[EXCERPT PROVIDED — start]
Sunday, March 26, 2023

 Business process automations provide immense opportunities for improvements as ever and more so when there is pressure both inside and outside an organization as is the case in the insurance sector that infuse new ways of doing business and continually challenge traditional ways.  Some of these trends can be seen with examples, such as, when Lemonade has streamlined the claims experience by using AI and chatbots, Ethos issues life insurance policies in minutes, Hippo issues home quotes in under a minute, Telematics based auto insurance companies like Metromile and Root offer usage based insurance, Fabric offers value-added services in its niche market, Figo Pet empowers a completely digital pet insurance platform and Next Insurance simplifies small business insurance with a 100% online experience. In this sector, incumbent insurers have insufficient customer-centric strategies and while the establishment view the niche product from these incumbents as merely threats, they run the risk of increasing their debt with their outdated processes and practices which results in lower benefits to cost ratio. The gap also widens between the strategies offered by the incumbents and those provided by the established. Incumbents channel technology best practices and are not bound by industry traditions. Zero-touch processing, self-service and chatbots are deployed to improve customer -centric offerings. Industry trends are also pushing customers more and more to digital channels. The net result is that the business is increasingly driven towards digital-enabled omnichannel, and customer-aligned customer experience and established business have the advantage to strive for scale. This is evident from the increased engagement with digital leaders from inside and outside the industry and with the new and improved portfolio of digital offerings.
[EXCERPT PROVIDED — finish]
[DATASET ENTRIES — start]
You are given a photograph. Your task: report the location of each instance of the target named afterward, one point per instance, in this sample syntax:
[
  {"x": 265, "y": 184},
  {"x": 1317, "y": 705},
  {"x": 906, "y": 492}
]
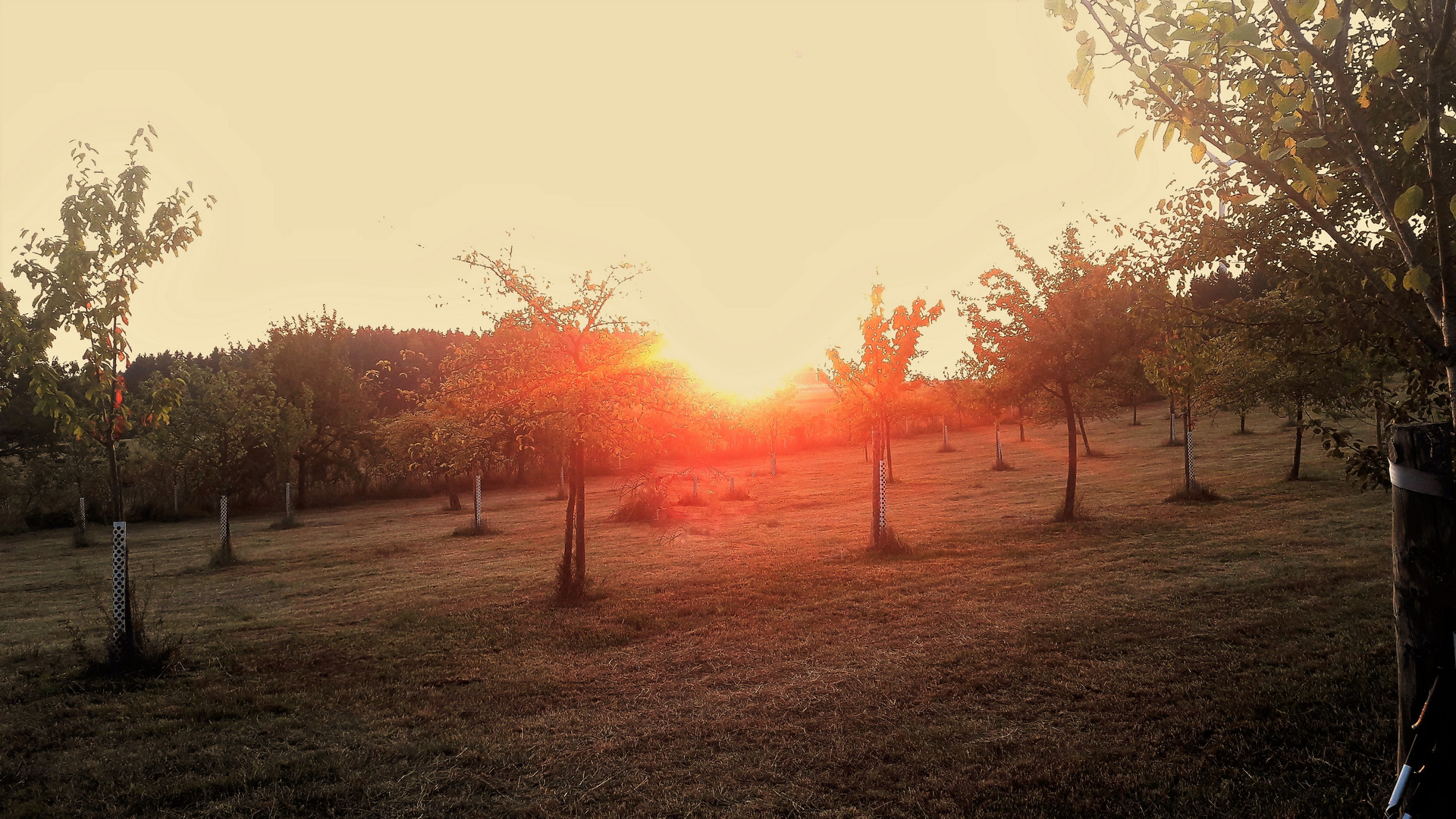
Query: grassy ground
[{"x": 1228, "y": 659}]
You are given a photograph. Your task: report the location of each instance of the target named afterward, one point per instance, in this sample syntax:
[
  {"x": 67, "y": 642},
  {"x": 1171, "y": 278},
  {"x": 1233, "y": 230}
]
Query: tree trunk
[
  {"x": 1299, "y": 441},
  {"x": 115, "y": 479},
  {"x": 890, "y": 461},
  {"x": 453, "y": 493},
  {"x": 874, "y": 488},
  {"x": 564, "y": 572},
  {"x": 303, "y": 480},
  {"x": 580, "y": 580},
  {"x": 1069, "y": 506},
  {"x": 1424, "y": 575}
]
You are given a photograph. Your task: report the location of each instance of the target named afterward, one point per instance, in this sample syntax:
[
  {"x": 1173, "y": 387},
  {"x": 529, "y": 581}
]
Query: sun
[{"x": 742, "y": 379}]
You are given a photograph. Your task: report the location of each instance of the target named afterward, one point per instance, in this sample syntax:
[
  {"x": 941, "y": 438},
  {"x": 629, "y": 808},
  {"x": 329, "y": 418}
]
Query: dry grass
[{"x": 1223, "y": 659}]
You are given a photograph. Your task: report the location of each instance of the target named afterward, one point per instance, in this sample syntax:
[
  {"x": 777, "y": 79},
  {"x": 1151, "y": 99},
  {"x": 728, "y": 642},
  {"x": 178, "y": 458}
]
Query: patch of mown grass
[{"x": 1159, "y": 659}]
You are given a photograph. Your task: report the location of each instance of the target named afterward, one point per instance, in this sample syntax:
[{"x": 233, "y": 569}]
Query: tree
[
  {"x": 878, "y": 381},
  {"x": 83, "y": 279},
  {"x": 309, "y": 359},
  {"x": 1059, "y": 335},
  {"x": 1338, "y": 110},
  {"x": 593, "y": 371},
  {"x": 1237, "y": 378},
  {"x": 224, "y": 428}
]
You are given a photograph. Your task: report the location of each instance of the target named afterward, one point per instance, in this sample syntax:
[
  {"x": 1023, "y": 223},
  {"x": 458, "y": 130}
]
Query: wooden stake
[{"x": 1424, "y": 566}]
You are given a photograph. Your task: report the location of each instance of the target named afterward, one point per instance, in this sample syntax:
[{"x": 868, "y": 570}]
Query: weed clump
[
  {"x": 890, "y": 544},
  {"x": 152, "y": 651},
  {"x": 641, "y": 500},
  {"x": 1197, "y": 493},
  {"x": 472, "y": 531}
]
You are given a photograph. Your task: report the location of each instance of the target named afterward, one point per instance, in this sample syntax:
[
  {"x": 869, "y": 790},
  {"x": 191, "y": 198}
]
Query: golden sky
[{"x": 764, "y": 161}]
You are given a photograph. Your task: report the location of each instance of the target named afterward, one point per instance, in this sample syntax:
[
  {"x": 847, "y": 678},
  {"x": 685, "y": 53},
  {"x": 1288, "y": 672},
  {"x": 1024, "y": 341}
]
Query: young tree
[
  {"x": 224, "y": 428},
  {"x": 309, "y": 359},
  {"x": 83, "y": 279},
  {"x": 1059, "y": 335},
  {"x": 881, "y": 378},
  {"x": 593, "y": 369},
  {"x": 1340, "y": 110}
]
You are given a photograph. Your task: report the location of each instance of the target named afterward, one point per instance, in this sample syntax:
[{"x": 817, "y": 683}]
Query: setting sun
[{"x": 1006, "y": 409}]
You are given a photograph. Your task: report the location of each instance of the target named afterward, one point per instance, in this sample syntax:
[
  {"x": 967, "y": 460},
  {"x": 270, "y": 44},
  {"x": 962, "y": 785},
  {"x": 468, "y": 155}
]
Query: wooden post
[{"x": 1424, "y": 566}]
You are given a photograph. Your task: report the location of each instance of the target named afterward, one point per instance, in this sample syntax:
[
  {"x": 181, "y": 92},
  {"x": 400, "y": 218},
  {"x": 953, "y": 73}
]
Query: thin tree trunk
[
  {"x": 890, "y": 461},
  {"x": 115, "y": 480},
  {"x": 874, "y": 490},
  {"x": 580, "y": 580},
  {"x": 1299, "y": 441},
  {"x": 565, "y": 570},
  {"x": 453, "y": 493},
  {"x": 1069, "y": 506},
  {"x": 303, "y": 480}
]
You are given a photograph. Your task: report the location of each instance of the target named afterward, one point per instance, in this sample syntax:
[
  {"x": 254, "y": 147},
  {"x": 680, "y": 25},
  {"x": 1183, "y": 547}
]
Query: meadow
[{"x": 745, "y": 657}]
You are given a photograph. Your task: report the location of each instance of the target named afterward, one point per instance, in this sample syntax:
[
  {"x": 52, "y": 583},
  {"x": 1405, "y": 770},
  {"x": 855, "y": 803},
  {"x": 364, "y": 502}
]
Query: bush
[
  {"x": 892, "y": 544},
  {"x": 1199, "y": 493},
  {"x": 471, "y": 531},
  {"x": 155, "y": 651},
  {"x": 736, "y": 493},
  {"x": 642, "y": 499}
]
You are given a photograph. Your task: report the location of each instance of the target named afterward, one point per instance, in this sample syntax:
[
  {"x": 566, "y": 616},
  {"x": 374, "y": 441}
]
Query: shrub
[
  {"x": 892, "y": 544},
  {"x": 642, "y": 499},
  {"x": 1199, "y": 493}
]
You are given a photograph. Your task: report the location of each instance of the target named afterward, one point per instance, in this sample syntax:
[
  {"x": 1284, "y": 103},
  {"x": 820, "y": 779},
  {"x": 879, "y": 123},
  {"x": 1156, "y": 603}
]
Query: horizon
[{"x": 772, "y": 177}]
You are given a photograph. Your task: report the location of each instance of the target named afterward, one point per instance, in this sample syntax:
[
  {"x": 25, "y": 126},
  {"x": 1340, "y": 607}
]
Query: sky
[{"x": 767, "y": 162}]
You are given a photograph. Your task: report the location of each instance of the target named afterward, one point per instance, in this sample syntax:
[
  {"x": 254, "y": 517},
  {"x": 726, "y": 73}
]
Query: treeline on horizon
[{"x": 362, "y": 413}]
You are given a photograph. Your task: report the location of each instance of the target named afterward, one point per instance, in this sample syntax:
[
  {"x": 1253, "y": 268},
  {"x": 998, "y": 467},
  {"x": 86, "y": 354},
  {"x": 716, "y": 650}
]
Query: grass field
[{"x": 1228, "y": 659}]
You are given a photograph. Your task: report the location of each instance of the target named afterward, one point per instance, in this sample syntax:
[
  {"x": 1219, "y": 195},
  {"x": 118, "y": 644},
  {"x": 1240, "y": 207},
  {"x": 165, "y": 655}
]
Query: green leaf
[
  {"x": 1410, "y": 203},
  {"x": 1413, "y": 136},
  {"x": 1248, "y": 33},
  {"x": 1302, "y": 11},
  {"x": 1388, "y": 57}
]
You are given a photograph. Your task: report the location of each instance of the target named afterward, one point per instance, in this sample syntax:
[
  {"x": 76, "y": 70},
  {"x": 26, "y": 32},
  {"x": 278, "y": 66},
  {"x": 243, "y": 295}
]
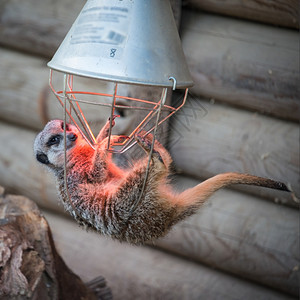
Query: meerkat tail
[{"x": 199, "y": 194}]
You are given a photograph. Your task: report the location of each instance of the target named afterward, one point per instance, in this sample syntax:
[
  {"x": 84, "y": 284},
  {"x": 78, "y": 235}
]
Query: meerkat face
[{"x": 49, "y": 143}]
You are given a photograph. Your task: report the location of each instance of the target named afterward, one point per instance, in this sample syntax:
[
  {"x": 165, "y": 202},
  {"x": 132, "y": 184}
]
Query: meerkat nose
[
  {"x": 42, "y": 158},
  {"x": 67, "y": 126},
  {"x": 72, "y": 137}
]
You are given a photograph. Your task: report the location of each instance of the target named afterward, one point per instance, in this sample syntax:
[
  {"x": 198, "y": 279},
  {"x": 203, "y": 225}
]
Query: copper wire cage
[{"x": 71, "y": 98}]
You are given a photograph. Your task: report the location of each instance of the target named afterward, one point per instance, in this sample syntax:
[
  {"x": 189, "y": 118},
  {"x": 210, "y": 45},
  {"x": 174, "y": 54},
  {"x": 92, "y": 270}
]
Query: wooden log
[
  {"x": 285, "y": 13},
  {"x": 30, "y": 265},
  {"x": 26, "y": 98},
  {"x": 145, "y": 273},
  {"x": 39, "y": 27},
  {"x": 207, "y": 139},
  {"x": 232, "y": 212},
  {"x": 243, "y": 64},
  {"x": 242, "y": 235},
  {"x": 240, "y": 66},
  {"x": 20, "y": 173}
]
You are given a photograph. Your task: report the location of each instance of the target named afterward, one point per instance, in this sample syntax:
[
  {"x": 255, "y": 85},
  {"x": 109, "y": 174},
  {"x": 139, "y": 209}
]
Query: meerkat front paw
[
  {"x": 104, "y": 132},
  {"x": 145, "y": 141}
]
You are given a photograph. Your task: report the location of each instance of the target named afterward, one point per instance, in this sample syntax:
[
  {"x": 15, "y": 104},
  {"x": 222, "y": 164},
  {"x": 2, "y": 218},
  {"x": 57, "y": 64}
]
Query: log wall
[
  {"x": 283, "y": 13},
  {"x": 242, "y": 115}
]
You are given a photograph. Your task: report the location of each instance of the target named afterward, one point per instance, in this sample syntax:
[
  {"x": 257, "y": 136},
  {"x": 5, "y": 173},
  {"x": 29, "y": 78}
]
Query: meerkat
[{"x": 102, "y": 194}]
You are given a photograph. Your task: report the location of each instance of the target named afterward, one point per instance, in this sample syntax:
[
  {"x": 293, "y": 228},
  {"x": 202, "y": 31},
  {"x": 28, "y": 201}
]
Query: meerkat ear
[{"x": 42, "y": 158}]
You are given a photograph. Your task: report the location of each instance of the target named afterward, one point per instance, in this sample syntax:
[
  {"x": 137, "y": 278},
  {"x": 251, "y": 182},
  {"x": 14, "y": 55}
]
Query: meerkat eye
[{"x": 54, "y": 140}]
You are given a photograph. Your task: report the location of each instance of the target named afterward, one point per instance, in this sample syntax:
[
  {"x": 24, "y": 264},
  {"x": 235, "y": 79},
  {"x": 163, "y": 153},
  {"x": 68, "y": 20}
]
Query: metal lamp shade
[{"x": 127, "y": 41}]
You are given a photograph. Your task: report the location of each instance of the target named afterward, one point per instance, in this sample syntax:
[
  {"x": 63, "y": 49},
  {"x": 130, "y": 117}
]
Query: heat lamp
[{"x": 120, "y": 42}]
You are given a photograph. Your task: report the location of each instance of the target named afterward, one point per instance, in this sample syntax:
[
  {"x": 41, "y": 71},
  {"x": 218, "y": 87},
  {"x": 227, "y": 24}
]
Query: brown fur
[{"x": 103, "y": 194}]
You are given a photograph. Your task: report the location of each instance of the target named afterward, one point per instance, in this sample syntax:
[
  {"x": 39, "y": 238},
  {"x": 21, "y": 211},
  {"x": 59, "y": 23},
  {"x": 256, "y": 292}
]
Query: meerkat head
[{"x": 49, "y": 143}]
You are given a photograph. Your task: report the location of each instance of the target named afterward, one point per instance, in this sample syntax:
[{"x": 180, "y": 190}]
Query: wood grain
[
  {"x": 282, "y": 13},
  {"x": 238, "y": 222},
  {"x": 242, "y": 235},
  {"x": 207, "y": 139},
  {"x": 26, "y": 98},
  {"x": 144, "y": 273},
  {"x": 244, "y": 64},
  {"x": 30, "y": 265}
]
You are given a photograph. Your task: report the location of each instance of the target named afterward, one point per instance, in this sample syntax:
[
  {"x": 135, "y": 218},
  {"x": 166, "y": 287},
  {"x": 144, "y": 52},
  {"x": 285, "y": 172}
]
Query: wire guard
[{"x": 69, "y": 96}]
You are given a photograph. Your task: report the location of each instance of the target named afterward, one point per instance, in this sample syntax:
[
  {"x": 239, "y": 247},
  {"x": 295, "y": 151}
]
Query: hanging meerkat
[{"x": 102, "y": 194}]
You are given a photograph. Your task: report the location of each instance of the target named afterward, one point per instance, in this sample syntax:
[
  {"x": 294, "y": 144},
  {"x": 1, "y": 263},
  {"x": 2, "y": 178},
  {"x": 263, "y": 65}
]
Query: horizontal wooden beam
[
  {"x": 224, "y": 222},
  {"x": 146, "y": 273},
  {"x": 242, "y": 235},
  {"x": 244, "y": 64},
  {"x": 207, "y": 139},
  {"x": 282, "y": 13},
  {"x": 238, "y": 62}
]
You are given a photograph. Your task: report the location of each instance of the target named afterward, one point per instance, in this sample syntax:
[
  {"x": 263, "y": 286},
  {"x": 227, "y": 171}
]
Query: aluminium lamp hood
[{"x": 129, "y": 41}]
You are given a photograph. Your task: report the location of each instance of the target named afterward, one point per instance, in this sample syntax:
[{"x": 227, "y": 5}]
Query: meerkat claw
[{"x": 113, "y": 119}]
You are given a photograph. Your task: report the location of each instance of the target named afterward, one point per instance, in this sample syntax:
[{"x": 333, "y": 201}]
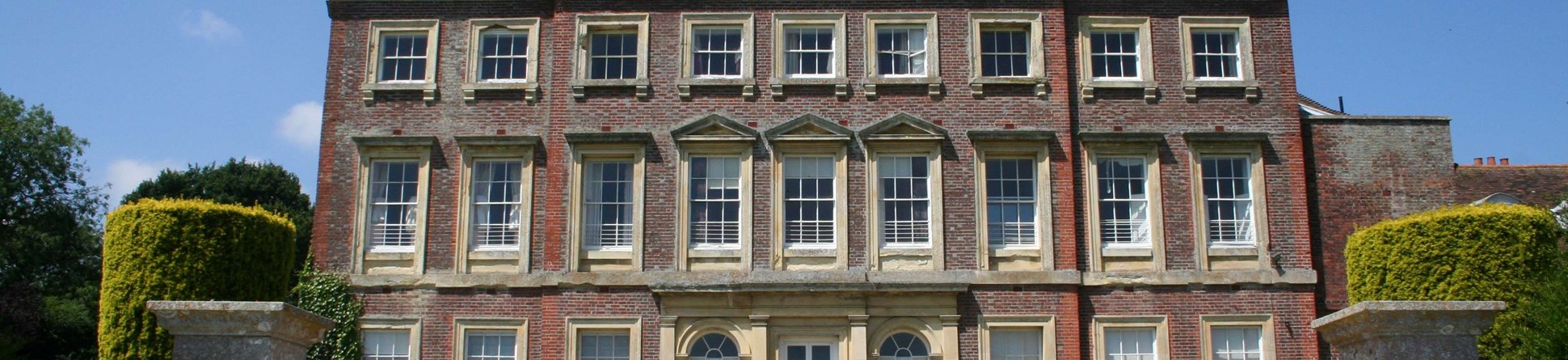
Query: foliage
[
  {"x": 185, "y": 250},
  {"x": 49, "y": 238},
  {"x": 1490, "y": 252},
  {"x": 328, "y": 294},
  {"x": 238, "y": 183}
]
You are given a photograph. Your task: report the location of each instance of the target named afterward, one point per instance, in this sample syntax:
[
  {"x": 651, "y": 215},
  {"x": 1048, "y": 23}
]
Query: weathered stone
[
  {"x": 240, "y": 331},
  {"x": 1429, "y": 331}
]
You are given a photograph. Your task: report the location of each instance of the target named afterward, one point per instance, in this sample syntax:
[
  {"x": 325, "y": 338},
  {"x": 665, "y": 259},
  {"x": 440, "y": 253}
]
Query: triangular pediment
[
  {"x": 810, "y": 128},
  {"x": 904, "y": 126},
  {"x": 714, "y": 128}
]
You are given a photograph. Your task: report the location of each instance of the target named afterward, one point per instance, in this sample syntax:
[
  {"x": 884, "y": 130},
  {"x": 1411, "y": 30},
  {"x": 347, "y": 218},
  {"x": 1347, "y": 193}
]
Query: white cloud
[
  {"x": 208, "y": 26},
  {"x": 301, "y": 125},
  {"x": 124, "y": 175}
]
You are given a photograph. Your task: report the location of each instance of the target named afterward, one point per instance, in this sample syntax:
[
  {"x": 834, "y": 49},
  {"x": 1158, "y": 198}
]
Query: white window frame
[
  {"x": 1102, "y": 24},
  {"x": 1156, "y": 323},
  {"x": 529, "y": 83},
  {"x": 391, "y": 150},
  {"x": 1031, "y": 23},
  {"x": 496, "y": 150},
  {"x": 836, "y": 200},
  {"x": 1264, "y": 323},
  {"x": 463, "y": 326},
  {"x": 1258, "y": 188},
  {"x": 985, "y": 198},
  {"x": 744, "y": 197},
  {"x": 810, "y": 138},
  {"x": 932, "y": 198},
  {"x": 1045, "y": 324},
  {"x": 692, "y": 23},
  {"x": 786, "y": 21},
  {"x": 380, "y": 28},
  {"x": 1236, "y": 24},
  {"x": 373, "y": 83},
  {"x": 598, "y": 24},
  {"x": 577, "y": 326},
  {"x": 927, "y": 21},
  {"x": 478, "y": 28},
  {"x": 395, "y": 324},
  {"x": 811, "y": 341},
  {"x": 605, "y": 151},
  {"x": 1098, "y": 249}
]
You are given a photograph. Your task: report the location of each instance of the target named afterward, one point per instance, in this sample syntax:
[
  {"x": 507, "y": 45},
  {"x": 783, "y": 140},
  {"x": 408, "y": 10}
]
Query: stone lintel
[
  {"x": 1409, "y": 329},
  {"x": 238, "y": 329}
]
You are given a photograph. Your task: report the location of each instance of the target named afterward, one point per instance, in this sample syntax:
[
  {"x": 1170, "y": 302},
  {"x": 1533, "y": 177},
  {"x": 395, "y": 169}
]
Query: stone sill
[
  {"x": 1200, "y": 277},
  {"x": 748, "y": 85},
  {"x": 977, "y": 83},
  {"x": 425, "y": 88},
  {"x": 530, "y": 90},
  {"x": 731, "y": 282},
  {"x": 580, "y": 87}
]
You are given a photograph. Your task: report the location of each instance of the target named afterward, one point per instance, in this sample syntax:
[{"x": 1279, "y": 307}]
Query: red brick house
[{"x": 844, "y": 180}]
[DATASET ENTRIES — finish]
__WORK INSTRUCTIONS__:
**1.** Answer these questions from the post on insurance automation:
(a) Which company issues home quotes in under a minute?
(b) Which two telematics-based auto insurers offer usage-based insurance?
(c) Toward what channels are industry trends pushing customers?
**2.** Extend the post on insurance automation with a further paragraph that picks up after its final sentence.
The items come from a source separate from the post on insurance automation.

__ANSWERS PROVIDED__:
**1.**
(a) Hippo
(b) Metromile and Root
(c) Digital channels

**2.**
A digital transformation leader sees the opportunities and challenges for these business initiatives with a different point of view. It can be broken down into legacy and new business capabilities and with different approaches to tackle them. While established companies in this sector have already embraced the undisputed use of cloud technologies and have even met a few milestones on their cloud adoption roadmap, digital leaders increasingly face the challenges of migrating and modernizing legacy applications both for transactional processing as well as analytical reports. The journey towards the cloud has been anything but steady due to the diverse technological stack involved in these applications. A single application can be upwards of a hundred thousand lines of code and many can be considered boutique or esoteric in terms of their use of third-party statistical software and libraries. What use to be streamlined and tuned analytical queries against data warehouses, has continually evolved to using Big Data and stream analytics software often with home-grown applications or internal facing automations.